**Çıkarılan metin:**
○ ○ ○ ○ ○ ○ ○

Bu bahar yalnız mesut günler taşımaktadır,
Başbaşa kalacağız kenarında bir suyun,
Göz alabildiğine yeşil uzanan çayır,
Bir saadet içinde sessiz otlayan koyun.
Bu bahar güleceğiz en içten bir sevinçle,
Bir melek ordan bize uzatacak elini.
-Beni bırakma kalbim, kalbim sen bana söyle.
Ümitlerin en güzelini!..
Ziya Osman Saba - Baharı Beklerken Yazılmış Şiir
31 Mart 2011 Perşembe
Günlerin, ayların, mevsimlerin ardı sıra yeniden gelmesi gibi, Çetin’in her seferinde Ender’e yemeğin nasıl olduğunu sorması gibi hayat... “hayat tekrarlardan ibarettir” diyordu ya Ender, işte burada da öyle.
Ama sorun değil. Severim ben rutinleri, alışkanlıkları, bildik şeyleri. 11 kahvelerini, 5 çaylarını sevdiğim gibi severim. Sakinlikle, huzurla, bağlılıkla bir ilgisi var rutinlerin. Heyecan yoktur belki ama bilmenin rahatlığı vardır. Gözünü kapatıp sırtını yaslayabilirsin.
Bilmek demişken, bir insanı bilmek de ne güzeldir.
Bilmek güzel de, alışmak sakıncalı ama, di mi blog?
Nereye kime alışsan ayrılıyorsun. Yalan mı?
bu aralar bu konuyu düşünüyorum blog: "bir insanı bilmek". mümkün mü? devam edelim yine sonra. bi ara..
26 Şubat 2011 Cumartesi
Fazla sosyalleşmenin bir yan etkisi var. Konuşulan her kelime kafamda kalıp gürültüye dönüşebiliyor. Fazla seslerden sebep düşünemez hale gelebiliyorum.

○ ○ ○ ○ ○ ○ ○

**Sağlanan veriler:**
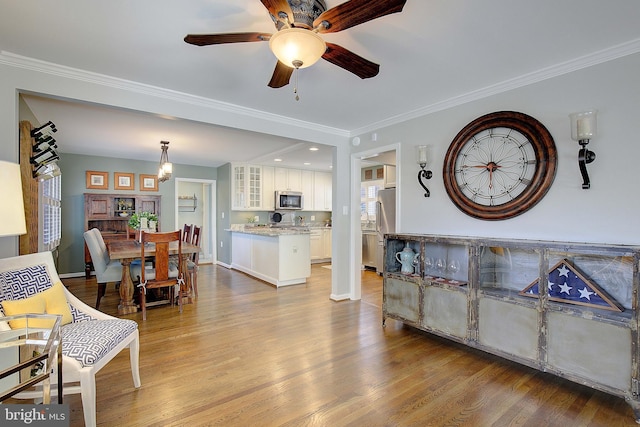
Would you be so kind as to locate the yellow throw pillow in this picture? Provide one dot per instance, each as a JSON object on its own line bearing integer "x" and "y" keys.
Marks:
{"x": 56, "y": 303}
{"x": 51, "y": 301}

○ ○ ○ ○ ○ ○ ○

**Görevleriniz:**
1/ Çıkarılan metinde "Bu bahar güleceğiz" ifadesinden "burada da öyle." ifadesine kadar olan kısmı, "melek" adını "peri" olarak değiştirip yeniden yazın.
2/ Çıkarılan metinde "Ama sorun değil" diye başlayan paragrafı, ana bilgileri koruyarak daha kısa biçimde yeniden yazın.

**Tam yanıtlar:**
1/
Bu bahar güleceğiz en içten bir sevinçle,
Bir peri ordan bize uzatacak elini.
-Beni bırakma kalbim, kalbim sen bana söyle.
Ümitlerin en güzelini!..
Ziya Osman Saba - Baharı Beklerken Yazılmış Şiir
31 Mart 2011 Perşembe
Günlerin, ayların, mevsimlerin ardı sıra yeniden gelmesi gibi, Çetin’in her seferinde Ender’e yemeğin nasıl olduğunu sorması gibi hayat... “hayat tekrarlardan ibarettir” diyordu ya Ender, işte burada da öyle.

2/ Sorun değil; rutinleri, alışkanlıkları, bildik şeyleri, 11 kahvelerini ve 5 çaylarını severim. Rutinlerin sakinlikle, huzurla ve bağlılıkla ilgisi vardır. Heyecan vermeseler de bilmenin rahatlığını sunarlar, insan gözünü kapatıp sırtını yaslayabilir.